# Exercise directions:
Lay out each line of the listing below as a Markdown table with the columns "Row" and "Line", numbering the rows and skipping blank lines. Leave the pictures out.

Bounding box annotation entries
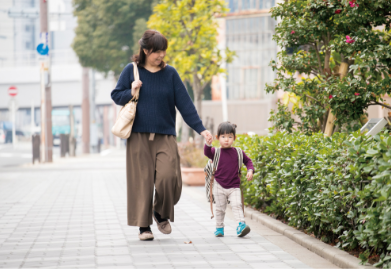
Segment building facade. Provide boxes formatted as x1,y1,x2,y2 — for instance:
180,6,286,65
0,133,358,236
0,0,116,145
203,0,278,134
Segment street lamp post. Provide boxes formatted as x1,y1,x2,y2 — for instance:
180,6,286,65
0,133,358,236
38,0,53,162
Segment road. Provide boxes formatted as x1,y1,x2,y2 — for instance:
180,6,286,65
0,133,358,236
0,149,337,269
0,142,60,168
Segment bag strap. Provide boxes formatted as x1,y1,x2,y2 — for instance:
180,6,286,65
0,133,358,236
129,62,140,102
209,148,221,219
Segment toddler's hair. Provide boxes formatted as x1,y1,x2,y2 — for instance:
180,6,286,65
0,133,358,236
217,121,238,137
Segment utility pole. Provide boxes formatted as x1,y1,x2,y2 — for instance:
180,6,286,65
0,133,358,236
81,67,90,154
39,0,53,162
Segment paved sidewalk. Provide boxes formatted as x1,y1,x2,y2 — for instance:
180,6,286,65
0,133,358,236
0,151,336,269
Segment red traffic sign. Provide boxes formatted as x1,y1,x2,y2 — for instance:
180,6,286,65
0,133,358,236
8,86,18,96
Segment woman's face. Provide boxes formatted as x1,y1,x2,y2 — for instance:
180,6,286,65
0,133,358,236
144,50,166,66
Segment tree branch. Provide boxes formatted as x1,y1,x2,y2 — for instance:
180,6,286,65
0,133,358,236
367,101,391,109
305,94,321,104
312,42,324,75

# Completed task:
| Row | Line |
|---|---|
| 1 | Segment building facade. Provide boxes formatted as x1,y1,x2,y2 — for instance: |
| 2 | 180,6,286,65 |
| 3 | 0,133,358,236 |
| 4 | 0,0,116,145 |
| 5 | 203,0,278,134 |
| 6 | Segment street lamp post. Provide boxes formatted as x1,y1,x2,y2 — for instance: |
| 7 | 180,6,286,65 |
| 8 | 0,133,358,236 |
| 9 | 38,0,53,162 |
| 10 | Segment road. Provide boxes formatted as x1,y1,x2,y2 — for instance: |
| 11 | 180,6,286,65 |
| 12 | 0,133,358,236 |
| 13 | 0,149,337,269 |
| 14 | 0,142,60,168 |
| 15 | Segment bag strap. Provide boxes formatted as x1,y1,x2,y2 — for instance: |
| 16 | 180,6,286,65 |
| 17 | 0,133,358,236 |
| 18 | 129,62,140,102 |
| 19 | 209,148,221,219 |
| 20 | Segment toddler's hair. Provide boxes formatted as x1,y1,x2,y2 — for instance: |
| 21 | 180,6,286,65 |
| 22 | 0,133,358,236 |
| 23 | 217,121,238,137 |
| 24 | Segment utility pole. Provide boxes formatted as x1,y1,x2,y2 — for instance: |
| 25 | 180,6,286,65 |
| 26 | 0,133,358,236 |
| 27 | 81,67,90,154 |
| 28 | 39,0,53,162 |
| 29 | Segment paved sidewalk. Provide boxes formatted as x1,y1,x2,y2 — for instance: |
| 30 | 180,6,286,65 |
| 31 | 0,133,358,236 |
| 32 | 0,151,336,269 |
| 33 | Segment red traffic sign. Provide boxes formatted as x1,y1,x2,y2 — for instance: |
| 34 | 180,6,286,65 |
| 35 | 0,133,358,236 |
| 36 | 8,86,18,96 |
| 37 | Segment woman's face. Provide boxes formatted as x1,y1,x2,y2 — for instance: |
| 38 | 180,6,286,65 |
| 39 | 0,133,358,236 |
| 40 | 144,50,166,66 |
| 41 | Segment tree branch. Provide boxes formatted as x1,y1,x2,y2 — for instance: |
| 42 | 180,6,286,65 |
| 43 | 0,133,358,236 |
| 44 | 367,101,391,109 |
| 45 | 305,94,321,104 |
| 46 | 312,42,324,75 |